**Goal 1**
In the forum thread about finding people one's own age, what is the first writer in training to become?
**Goal 2**
Please say whether each statement agrees with the forum thread about finding people one's own age, giving yes or no and quoting the deciding words: (a) The first writer is about to turn 30. (b) The second writer is 25 and has a daughter. (c) The second writer has lived near family and friends for the past three years.
**Goal 3**
According to the forum thread about finding people one's own age, why does the first writer say they probably can't do anything too extreme?

===== Source excerpt =====

What do people my age do?

I’m going through a moody, introspective phase at the moment because I’m about to hit the big 3-0 yet everyone I know is 18-21. :frowning: It’s a nightmare, but for the last 10 years or so, everyone I know has been in that same age bracket.
I keep moving from town to town and taking up new and interesting hobbies, thinking that I’ll finally figure out what late 20’s early 30’s people actually do, but whenever I start a new hobby, I find out that everyone at that particular club/group/whatever is about 20, if not younger.
It was great in my early 20’s (loads of people my own age), pretty damn good in my mid 20’s (loads of fit girls smitten by me), but now I’m a bit old for the girls, too old to go round to friends houses when they live with their parents, too responsible to play silly buggers with them, I just want to find some people my own age… but where???
So I come to you, my fellow dopers, to ask a quite simple question - what do people 29-30 actually do? Where do they hang out? Where can i meet someone my own age? (bear in mind that I’m quite shy and I’m in training to be a policeman, so I probably can’t do anything too extreme!)

That’s a problem. I’m 25, but have a job, house, cars, dog, wife and daughter to look after. None of our friends (our age) currently have comprable living styles, and to tell you the truth, I don’t know what they do either. i haven’t lived around my family and friends for three years, and what little I know about what they do any more has mostly to do with playing Internet video games and hanging out at strip clubs.

===== Data =====

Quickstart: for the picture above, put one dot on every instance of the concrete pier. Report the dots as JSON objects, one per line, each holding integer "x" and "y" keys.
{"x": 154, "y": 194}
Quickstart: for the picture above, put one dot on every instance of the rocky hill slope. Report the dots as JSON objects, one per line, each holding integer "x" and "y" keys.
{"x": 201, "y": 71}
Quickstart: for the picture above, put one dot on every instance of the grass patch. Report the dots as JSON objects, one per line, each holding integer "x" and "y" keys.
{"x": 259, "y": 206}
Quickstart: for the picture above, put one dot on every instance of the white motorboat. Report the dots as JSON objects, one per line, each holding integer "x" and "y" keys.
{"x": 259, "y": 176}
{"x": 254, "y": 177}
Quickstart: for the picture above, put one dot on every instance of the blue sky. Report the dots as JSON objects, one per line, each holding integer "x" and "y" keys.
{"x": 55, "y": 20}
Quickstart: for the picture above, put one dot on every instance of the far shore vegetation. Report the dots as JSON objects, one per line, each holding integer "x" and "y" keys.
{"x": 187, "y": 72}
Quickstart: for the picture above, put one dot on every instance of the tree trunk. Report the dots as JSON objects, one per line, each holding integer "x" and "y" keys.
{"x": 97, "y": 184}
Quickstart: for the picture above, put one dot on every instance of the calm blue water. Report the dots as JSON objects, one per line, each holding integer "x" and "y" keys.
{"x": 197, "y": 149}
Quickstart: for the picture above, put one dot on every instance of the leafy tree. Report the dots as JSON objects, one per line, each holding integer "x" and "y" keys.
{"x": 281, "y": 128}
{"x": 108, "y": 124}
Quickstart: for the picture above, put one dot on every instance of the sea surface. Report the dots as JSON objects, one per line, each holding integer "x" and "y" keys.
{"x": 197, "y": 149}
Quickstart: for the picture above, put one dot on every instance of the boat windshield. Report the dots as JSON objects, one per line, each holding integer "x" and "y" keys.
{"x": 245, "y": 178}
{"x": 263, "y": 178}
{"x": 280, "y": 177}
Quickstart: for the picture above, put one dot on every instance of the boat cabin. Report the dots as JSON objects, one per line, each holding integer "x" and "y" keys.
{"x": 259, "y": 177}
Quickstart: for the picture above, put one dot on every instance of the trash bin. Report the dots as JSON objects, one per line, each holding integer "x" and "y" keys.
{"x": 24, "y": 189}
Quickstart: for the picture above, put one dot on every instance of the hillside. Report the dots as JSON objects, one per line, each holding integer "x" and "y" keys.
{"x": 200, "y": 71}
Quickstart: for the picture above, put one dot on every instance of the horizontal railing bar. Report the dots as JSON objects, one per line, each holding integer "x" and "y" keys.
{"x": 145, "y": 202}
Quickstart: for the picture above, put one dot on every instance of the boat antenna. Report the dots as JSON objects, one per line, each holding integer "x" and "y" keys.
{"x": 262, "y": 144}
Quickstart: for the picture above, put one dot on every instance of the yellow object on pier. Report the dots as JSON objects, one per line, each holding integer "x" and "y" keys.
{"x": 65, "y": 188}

=====

**Written answer 1**
A policeman.

**Written answer 2**
(a) Yes: "I’m about to hit the big 3-0"
(b) Yes: "I’m 25, but have a job, house, cars, dog, wife and daughter to look after."
(c) No: "i haven’t lived around my family and friends for three years"

**Written answer 3**
The first writer is quite shy and is in training to be a policeman.